Bounding-box records

··········

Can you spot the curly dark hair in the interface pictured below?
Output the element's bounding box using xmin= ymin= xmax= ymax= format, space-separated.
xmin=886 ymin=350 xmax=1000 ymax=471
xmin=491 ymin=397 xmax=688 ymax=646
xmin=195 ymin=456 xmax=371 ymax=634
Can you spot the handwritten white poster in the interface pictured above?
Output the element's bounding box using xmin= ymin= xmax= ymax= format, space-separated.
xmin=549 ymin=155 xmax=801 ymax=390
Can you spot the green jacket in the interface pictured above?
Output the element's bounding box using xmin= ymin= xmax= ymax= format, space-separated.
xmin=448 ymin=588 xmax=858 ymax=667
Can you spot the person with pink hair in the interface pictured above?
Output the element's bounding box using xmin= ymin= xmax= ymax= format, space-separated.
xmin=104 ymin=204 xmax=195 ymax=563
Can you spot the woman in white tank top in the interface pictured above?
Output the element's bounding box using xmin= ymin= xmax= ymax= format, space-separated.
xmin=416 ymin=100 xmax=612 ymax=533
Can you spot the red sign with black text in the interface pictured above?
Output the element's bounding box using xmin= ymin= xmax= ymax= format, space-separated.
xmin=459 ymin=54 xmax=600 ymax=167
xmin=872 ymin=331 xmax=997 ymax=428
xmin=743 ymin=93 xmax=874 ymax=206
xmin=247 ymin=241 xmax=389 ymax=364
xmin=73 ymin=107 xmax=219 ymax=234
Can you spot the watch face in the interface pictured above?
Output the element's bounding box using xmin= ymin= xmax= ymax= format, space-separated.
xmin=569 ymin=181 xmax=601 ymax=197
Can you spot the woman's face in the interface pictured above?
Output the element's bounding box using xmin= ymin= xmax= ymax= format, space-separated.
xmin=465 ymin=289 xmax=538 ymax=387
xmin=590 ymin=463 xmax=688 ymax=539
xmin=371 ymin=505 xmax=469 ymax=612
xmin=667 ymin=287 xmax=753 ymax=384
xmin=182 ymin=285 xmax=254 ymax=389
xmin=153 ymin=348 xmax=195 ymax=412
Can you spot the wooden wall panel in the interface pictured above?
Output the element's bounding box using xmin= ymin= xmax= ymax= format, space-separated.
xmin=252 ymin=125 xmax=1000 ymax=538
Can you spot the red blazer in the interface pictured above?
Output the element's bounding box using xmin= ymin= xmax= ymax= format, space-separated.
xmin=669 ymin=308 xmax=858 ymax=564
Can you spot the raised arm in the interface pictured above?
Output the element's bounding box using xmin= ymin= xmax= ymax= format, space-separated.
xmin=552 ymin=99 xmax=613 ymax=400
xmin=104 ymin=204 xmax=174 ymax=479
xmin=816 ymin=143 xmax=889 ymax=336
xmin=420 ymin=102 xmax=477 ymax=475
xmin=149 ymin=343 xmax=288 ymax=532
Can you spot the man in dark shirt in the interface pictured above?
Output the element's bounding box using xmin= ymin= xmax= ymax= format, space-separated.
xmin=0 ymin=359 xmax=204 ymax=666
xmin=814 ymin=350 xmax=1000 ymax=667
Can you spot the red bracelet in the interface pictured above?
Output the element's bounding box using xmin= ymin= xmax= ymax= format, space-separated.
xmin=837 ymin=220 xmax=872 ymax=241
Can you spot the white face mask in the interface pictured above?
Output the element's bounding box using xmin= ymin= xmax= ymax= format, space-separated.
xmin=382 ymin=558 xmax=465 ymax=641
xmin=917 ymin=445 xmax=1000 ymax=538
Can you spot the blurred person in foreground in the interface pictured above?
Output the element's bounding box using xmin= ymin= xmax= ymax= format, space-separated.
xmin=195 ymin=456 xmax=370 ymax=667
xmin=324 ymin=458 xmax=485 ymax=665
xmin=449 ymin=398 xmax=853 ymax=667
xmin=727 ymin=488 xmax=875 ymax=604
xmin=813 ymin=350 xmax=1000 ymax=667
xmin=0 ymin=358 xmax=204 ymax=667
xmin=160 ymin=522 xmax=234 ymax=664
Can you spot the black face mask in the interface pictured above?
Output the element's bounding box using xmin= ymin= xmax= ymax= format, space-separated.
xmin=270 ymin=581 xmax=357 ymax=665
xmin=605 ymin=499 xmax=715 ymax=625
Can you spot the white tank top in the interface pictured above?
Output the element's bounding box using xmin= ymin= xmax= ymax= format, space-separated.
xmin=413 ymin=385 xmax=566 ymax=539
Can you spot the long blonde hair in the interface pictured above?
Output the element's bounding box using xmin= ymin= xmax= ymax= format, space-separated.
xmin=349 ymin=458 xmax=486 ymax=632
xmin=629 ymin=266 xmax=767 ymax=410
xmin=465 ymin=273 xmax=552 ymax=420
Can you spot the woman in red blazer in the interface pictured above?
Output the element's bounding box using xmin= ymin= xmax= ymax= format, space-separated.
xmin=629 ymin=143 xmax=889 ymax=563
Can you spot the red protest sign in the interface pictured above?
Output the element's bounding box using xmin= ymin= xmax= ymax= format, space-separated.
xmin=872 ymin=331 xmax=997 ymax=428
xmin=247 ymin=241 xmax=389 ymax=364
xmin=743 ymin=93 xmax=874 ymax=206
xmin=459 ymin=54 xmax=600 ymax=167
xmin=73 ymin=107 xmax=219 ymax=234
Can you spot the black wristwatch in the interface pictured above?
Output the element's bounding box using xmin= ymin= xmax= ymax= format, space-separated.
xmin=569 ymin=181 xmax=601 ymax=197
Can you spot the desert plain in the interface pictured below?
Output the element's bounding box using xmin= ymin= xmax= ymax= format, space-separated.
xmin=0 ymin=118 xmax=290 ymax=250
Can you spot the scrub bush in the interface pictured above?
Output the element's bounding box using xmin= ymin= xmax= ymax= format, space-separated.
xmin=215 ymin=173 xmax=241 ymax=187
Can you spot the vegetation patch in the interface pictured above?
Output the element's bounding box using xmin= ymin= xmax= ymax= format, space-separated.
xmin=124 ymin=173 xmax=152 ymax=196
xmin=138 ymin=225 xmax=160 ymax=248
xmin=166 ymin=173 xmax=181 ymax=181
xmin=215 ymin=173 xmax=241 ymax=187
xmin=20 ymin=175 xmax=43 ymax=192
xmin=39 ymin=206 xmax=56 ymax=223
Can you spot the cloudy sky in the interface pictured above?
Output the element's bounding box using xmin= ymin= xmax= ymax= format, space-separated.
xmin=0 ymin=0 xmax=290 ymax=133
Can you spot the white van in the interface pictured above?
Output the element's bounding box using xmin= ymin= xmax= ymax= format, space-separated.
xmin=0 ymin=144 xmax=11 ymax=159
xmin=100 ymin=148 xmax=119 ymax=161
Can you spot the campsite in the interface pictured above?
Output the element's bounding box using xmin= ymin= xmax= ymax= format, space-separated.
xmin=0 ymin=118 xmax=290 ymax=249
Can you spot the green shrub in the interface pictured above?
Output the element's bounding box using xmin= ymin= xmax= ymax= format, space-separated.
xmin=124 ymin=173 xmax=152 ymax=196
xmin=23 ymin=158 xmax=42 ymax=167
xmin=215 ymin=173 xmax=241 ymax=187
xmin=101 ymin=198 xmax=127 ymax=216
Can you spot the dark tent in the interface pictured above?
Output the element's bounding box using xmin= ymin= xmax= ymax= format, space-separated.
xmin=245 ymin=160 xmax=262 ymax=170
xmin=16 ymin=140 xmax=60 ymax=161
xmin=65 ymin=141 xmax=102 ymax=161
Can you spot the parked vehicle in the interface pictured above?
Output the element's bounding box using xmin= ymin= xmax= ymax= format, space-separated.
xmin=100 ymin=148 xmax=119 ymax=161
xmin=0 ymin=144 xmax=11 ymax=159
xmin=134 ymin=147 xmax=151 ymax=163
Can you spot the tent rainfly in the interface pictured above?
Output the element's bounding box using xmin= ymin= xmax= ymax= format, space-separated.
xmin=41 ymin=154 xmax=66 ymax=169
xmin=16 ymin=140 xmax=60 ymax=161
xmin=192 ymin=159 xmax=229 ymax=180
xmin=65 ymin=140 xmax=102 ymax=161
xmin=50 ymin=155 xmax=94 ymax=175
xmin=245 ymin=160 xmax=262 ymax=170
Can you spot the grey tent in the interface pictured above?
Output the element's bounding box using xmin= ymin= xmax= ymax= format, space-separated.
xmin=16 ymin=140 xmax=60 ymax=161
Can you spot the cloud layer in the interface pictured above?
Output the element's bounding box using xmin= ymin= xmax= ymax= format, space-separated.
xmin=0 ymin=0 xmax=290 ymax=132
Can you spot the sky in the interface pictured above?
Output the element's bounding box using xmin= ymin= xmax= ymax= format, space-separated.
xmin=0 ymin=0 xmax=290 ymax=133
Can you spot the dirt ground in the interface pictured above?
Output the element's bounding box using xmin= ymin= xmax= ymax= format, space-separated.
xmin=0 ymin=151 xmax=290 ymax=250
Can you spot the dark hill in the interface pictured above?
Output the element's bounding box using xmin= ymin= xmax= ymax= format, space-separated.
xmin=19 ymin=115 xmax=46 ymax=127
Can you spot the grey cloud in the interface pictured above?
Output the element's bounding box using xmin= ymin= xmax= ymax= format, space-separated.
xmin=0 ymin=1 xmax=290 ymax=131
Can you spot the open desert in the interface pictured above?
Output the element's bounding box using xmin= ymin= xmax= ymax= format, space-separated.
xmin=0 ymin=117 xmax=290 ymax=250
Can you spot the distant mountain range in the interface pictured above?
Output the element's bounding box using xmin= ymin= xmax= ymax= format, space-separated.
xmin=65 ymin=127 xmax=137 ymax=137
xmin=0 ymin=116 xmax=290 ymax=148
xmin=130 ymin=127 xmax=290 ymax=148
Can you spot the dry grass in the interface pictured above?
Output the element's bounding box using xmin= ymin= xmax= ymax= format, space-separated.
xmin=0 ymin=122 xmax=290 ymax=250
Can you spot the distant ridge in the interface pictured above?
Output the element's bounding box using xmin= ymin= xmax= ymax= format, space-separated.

··········

▶ [Required work]
Rewrite the stretch of entries from the start through the line that contains "xmin=195 ymin=456 xmax=371 ymax=634", keeping every line in that stretch. Add 102 to each coordinate value in the bounding boxes and leave all other text unchanged.

▶ [Task output]
Can you spot the curly dark hair in the interface pictured below?
Output the element's bounding box using xmin= ymin= xmax= ymax= format, space-separated.
xmin=988 ymin=452 xmax=1102 ymax=573
xmin=593 ymin=499 xmax=790 ymax=748
xmin=297 ymin=558 xmax=473 ymax=736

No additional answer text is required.